- _Tasks to complete_:
A - Count the lines of the records that contain the word "license" and give only that number.
B - Pick up the passage on zone refining of nuclear salt wastes and continue writing it from its last sentence.

___ Text extract

In this work, benchtop apparatus was used to conduct zone-refinement procedures using simulated electrorefiner and electroreducer wastes. These experiments were performed to demonstrate the feasibility of this zone-refining technique for the clean-up of electroreducing and electrorefining wastes. Comparing the experimental data with the theoretical behaviours described through Equations (1)–(8) will illustrate the effective segregation coefficient, k_eff, as a measure for the degree of separation in the sample that was achieved. By demonstrating the suitability of laboratory-scale instrumentation, more progress can be made towards resolving the issues of appropriate waste management [27] for the nuclear sector, enabling more widespread use of nuclear power stations.

2. Materials and Methods

2.1. Materials and Sample Preparation

Raw materials of appropriate purity were obtained from Better Equipped, Staffordshire, UK (BE) and Alfa Aesar, Ward Hill, MA, USA (AA) (see Appendix A for details). All chemicals were kept in their original, sealed containers before use. Upon being opened, the containers were then stored within vacuum desiccators (with silica gel desiccant) to reduce hydration of the chlorides, which are generally hygroscopic. All weighing and mixing of chlorides took place within an Inert Corp, Amesbury, MA, USA, PureLab HE glovebox. To produce a salt sample for testing, the appropriate chemicals were placed inside the glovebox and the correct amounts were weighed out into an alumina BS111 crucible boat from Almath Crucibles Ltd., Newmarket, UK. The crucible boat was removed from the glovebox and placed inside the tube furnace (see Section 3.2) at a predetermined position. The furnace was heated at 2 °C/min to a temperature above the melting temperatures of the waste salt simulants, held for several hours (depending on sample), and then cooled back to room temperature at 2 °C/min, all while under a steady, low flow of N₂.

Table 1. Simulant pyroprocessing salt waste compositions.

Component (wt.%)	Electroreducer Waste (No-Cs)	Electroreducer Waste (Full-Cs)	Electrorefiner Waste
LiCl	84.15	84.15	39.60
KCl	-	-	50.40
Li2O	0.85	0.85	-
BaCl2	9.72	4.92	-
CsCl	-	7.33	-
RbCl	1.40	0.73	-
SrCl2	3.88	2.02	-
YCl3	-	-	0.50
LaCl3	-	-	1.20
CeCl3	-	-	2.30
PrCl3	-	-	1.10
NdCl3	-	-	3.90
SmCl3	-	-	1.00

shows the three simulant salt waste compositions derived through consultation with NNL, based on their published example compositions [9]. Electroreducer waste is generated during the reduction of spent oxide fuels (UO₂, MO_x) to produce a metallic feed for electrorefining. The ‘No-Cs’ and ‘Full-Cs’ variants are based on whether a high-temperature decladding process is or is not used, respectively, which may result in the volatilisation of Cs [28]. The electrorefiner waste is an estimate of the salt composition after the residual actinides have been removed. Zone-refining experiments were performed on the electrorefiner waste simulant and the Full-Cs electroreducer waste simulant.

______
___ Record excerpts

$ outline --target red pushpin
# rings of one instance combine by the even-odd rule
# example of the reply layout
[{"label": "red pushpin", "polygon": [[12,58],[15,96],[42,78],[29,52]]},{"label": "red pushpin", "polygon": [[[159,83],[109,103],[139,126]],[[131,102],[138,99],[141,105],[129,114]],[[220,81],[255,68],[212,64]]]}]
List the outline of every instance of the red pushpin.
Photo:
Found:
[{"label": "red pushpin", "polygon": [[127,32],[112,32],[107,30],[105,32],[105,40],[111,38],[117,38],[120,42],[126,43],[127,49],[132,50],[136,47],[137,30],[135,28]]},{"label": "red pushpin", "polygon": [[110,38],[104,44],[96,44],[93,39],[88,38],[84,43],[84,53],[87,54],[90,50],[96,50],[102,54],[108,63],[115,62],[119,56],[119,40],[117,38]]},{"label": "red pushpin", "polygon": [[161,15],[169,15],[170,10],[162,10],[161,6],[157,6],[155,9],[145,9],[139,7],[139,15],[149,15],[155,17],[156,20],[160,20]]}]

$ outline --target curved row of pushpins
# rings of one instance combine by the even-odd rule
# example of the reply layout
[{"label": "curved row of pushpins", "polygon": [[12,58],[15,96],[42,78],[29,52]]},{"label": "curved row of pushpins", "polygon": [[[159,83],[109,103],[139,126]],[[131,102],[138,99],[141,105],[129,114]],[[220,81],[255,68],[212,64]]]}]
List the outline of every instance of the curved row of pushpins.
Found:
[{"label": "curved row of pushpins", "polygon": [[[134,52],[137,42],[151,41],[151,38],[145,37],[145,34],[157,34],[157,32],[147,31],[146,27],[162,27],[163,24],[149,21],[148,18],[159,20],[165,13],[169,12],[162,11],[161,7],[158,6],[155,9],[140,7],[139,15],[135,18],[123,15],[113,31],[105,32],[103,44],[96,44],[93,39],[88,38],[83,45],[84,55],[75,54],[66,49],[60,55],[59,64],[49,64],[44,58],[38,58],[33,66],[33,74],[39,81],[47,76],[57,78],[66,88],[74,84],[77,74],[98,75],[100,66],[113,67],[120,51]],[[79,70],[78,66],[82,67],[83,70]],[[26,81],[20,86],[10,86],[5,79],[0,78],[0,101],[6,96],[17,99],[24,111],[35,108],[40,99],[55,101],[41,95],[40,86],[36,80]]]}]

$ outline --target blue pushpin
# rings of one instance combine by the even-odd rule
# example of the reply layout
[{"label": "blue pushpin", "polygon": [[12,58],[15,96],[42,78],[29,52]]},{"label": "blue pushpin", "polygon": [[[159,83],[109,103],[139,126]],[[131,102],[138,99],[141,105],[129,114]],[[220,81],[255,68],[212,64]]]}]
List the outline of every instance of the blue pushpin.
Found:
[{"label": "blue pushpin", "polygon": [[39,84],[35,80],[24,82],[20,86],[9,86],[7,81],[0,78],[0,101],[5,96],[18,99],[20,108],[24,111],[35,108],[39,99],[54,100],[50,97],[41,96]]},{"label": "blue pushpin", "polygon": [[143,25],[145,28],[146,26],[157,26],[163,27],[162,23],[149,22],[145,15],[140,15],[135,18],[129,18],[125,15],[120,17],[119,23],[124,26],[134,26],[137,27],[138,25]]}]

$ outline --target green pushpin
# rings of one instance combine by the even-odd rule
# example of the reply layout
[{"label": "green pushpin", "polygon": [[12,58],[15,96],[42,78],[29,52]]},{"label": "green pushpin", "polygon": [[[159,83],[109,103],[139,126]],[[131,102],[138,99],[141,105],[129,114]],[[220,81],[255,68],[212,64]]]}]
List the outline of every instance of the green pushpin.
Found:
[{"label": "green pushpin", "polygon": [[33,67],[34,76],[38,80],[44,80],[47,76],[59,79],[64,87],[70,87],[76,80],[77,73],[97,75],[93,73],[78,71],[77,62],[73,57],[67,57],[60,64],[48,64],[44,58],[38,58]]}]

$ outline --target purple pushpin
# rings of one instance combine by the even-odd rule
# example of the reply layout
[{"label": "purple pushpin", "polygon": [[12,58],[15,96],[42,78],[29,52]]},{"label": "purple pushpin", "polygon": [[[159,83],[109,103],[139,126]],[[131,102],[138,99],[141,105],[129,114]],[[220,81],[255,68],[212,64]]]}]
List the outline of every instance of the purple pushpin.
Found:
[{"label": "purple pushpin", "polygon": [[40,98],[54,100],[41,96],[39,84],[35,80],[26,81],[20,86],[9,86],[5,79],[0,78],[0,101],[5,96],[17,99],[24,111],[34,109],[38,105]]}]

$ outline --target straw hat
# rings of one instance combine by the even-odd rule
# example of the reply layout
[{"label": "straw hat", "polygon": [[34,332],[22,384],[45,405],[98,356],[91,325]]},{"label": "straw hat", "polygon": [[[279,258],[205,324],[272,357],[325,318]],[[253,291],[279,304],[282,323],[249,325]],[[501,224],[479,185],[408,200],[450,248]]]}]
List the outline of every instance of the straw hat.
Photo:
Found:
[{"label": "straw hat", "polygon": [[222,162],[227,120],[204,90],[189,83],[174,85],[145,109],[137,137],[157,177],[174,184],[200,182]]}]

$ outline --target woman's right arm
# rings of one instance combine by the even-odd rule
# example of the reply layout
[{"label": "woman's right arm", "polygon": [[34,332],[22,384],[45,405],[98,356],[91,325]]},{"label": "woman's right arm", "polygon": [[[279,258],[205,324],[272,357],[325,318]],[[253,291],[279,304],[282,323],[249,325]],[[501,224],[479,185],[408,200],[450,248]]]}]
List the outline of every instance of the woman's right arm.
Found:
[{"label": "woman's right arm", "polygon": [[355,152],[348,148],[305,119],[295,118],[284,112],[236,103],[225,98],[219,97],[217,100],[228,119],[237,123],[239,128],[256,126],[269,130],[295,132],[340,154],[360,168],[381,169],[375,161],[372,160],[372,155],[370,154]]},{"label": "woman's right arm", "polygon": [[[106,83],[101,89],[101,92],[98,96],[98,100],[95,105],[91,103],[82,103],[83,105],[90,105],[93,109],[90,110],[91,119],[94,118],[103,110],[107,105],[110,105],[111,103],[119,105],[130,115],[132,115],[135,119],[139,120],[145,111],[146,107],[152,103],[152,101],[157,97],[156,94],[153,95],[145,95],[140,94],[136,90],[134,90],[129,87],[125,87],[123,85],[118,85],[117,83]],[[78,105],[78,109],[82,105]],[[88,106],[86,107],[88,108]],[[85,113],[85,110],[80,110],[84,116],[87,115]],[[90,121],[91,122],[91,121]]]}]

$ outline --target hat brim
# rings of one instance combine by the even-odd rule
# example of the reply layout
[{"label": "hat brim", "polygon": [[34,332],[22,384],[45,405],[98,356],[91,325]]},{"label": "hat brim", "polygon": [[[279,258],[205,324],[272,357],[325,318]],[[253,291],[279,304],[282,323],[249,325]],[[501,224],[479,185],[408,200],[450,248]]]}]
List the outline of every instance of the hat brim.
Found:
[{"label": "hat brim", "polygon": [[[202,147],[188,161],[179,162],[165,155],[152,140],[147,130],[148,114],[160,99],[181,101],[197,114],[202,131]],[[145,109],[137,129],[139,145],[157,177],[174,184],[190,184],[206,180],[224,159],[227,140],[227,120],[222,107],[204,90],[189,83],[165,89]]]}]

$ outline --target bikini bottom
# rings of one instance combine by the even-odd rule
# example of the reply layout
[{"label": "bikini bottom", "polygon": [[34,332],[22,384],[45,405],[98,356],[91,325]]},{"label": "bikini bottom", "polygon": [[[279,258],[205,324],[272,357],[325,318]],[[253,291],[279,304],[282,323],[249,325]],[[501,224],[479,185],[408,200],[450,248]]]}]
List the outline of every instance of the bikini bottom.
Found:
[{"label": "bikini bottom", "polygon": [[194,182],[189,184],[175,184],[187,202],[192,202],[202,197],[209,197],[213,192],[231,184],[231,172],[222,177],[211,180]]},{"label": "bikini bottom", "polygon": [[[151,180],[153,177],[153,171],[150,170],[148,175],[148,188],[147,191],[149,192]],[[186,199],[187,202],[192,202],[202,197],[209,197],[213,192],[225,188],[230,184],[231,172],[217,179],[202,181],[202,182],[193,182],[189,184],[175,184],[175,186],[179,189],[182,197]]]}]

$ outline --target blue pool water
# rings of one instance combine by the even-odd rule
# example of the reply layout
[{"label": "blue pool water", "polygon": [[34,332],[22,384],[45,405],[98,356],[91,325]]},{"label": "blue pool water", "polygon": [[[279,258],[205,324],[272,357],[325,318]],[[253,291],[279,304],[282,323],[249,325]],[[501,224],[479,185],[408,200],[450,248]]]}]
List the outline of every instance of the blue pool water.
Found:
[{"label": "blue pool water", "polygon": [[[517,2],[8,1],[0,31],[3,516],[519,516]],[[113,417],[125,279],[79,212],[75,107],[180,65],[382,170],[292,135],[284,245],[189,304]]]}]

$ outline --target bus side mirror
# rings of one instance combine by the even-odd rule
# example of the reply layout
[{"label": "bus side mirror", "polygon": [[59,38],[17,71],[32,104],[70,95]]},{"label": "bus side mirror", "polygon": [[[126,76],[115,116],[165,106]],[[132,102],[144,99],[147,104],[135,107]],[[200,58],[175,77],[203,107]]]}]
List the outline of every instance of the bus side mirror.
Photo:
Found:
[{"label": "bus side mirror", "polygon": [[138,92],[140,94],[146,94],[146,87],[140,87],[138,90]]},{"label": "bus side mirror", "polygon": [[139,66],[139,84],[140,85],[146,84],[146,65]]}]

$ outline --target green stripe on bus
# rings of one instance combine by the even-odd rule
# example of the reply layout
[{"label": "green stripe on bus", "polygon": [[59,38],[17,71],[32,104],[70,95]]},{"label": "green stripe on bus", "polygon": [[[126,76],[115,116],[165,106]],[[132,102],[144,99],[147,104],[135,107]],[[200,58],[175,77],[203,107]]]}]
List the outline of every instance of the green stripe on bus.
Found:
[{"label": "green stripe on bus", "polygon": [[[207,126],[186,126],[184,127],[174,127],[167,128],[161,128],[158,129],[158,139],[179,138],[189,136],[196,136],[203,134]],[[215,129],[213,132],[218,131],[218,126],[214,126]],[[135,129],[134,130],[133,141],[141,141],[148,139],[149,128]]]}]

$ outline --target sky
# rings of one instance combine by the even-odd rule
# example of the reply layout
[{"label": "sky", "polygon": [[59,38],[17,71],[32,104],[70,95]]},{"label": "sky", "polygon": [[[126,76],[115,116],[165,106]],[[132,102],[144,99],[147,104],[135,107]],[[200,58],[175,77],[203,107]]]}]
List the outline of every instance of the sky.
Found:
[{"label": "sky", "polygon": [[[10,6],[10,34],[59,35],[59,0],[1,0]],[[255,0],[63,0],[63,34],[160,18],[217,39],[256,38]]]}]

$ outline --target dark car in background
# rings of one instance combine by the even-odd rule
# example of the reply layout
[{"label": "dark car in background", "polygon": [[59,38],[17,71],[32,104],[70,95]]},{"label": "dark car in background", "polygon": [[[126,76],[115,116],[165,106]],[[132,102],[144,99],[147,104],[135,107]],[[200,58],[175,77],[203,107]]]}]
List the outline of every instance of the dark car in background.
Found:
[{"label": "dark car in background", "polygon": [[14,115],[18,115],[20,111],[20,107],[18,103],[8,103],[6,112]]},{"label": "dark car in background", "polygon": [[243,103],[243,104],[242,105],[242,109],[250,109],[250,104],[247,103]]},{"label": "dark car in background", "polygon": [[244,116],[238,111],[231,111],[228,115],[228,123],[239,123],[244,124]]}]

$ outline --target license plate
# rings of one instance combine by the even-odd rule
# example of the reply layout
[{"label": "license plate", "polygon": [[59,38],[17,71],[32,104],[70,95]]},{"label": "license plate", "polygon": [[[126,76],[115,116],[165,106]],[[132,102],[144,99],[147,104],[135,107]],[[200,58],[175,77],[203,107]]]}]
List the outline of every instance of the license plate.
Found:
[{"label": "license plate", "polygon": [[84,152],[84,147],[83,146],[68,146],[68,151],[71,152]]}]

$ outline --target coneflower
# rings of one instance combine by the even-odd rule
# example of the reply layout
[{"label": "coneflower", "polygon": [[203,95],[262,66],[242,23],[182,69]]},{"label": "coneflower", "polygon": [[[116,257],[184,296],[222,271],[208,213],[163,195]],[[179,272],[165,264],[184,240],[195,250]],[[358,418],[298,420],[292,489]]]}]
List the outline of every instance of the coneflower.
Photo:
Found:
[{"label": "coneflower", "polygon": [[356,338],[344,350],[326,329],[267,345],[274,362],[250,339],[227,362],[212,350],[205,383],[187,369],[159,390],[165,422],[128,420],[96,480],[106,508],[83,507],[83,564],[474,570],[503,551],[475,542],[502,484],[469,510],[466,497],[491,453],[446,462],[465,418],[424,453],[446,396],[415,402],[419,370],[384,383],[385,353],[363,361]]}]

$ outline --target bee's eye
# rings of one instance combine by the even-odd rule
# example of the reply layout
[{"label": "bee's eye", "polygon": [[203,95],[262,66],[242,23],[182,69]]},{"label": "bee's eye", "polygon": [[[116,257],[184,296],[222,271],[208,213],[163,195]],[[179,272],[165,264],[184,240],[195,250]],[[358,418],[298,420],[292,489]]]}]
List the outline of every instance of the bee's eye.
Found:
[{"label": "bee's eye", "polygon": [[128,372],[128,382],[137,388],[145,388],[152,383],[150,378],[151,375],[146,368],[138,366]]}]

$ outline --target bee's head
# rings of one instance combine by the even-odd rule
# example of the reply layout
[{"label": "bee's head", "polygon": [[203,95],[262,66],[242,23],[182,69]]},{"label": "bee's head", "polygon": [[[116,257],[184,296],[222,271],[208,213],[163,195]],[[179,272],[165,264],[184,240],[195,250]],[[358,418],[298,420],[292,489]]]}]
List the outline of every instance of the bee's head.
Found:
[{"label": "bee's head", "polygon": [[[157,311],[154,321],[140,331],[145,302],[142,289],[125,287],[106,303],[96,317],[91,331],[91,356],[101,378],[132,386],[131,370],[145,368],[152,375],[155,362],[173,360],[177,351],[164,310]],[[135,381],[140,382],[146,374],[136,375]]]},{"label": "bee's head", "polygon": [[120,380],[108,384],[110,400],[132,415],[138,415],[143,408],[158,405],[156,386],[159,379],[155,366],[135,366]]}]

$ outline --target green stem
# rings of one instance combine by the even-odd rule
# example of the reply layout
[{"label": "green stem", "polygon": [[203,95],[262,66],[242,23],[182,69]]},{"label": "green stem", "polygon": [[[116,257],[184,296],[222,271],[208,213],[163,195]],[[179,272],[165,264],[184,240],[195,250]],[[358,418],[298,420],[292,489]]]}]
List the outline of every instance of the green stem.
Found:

______

- _Set of answers_:
A - 4

B -
2.2. Experimental Setup

Zone-refining experiments were performed in an Elite Furnaces, Market Harborough, UK, 12/100/750 tube furnace with a fused quartz tube and flowing nitrogen. Due to the layout of the heating elements within the furnace (one controllable heating zone in the centre of the furnace), zone-refining experiments were performed in accordance with the schematics shown in Figure 2. The sample boat is placed off-centre in the furnace and during the heating stage, the end of the sample closest to the centre begins to melt, and this melting front continues across the sample until it is entirely molten (molten stage). Once the sample is fully molten, the temperature of the furnace is decreased at a controlled rate, such that a freezing front passes from the end of the sample furthest from the centre of the furnace to the end of the sample closest to the centre of the furnace (freezing stage). This is equivalent to zone refining with a molten zone which covers the entire sample, i.e., Z = 1. The theoretical impurity distributions for Z = 1 experiments are discussed in Section 2.4.

Prior to beginning zone-refining experiments, the temperature profile of the furnace as a function of the controller set temperature and position must be measured. To achieve this, the temperature of the furnace was set to a temperature of 400 °C–700 °C in 50 °C increments, at a heating rate of 2 °C min⁻¹ and allowed to equilibrate for 30 min. The temperature from the centre point to the end of the tube was then measured in 0.5 cm increments using a steel thermocouple (TC Direct, Uxbridge, UK, 310 Stainless Steel) and handheld reader. The measured temperature profiles are shown in Figure 3, and temperatures measured at 0.0 cm are reported in Appendix A,

Table A3. Measured furnace temperatures at horizontal position 0.0 cm.

Set Temperature (°C)	Measured Temperature (°C)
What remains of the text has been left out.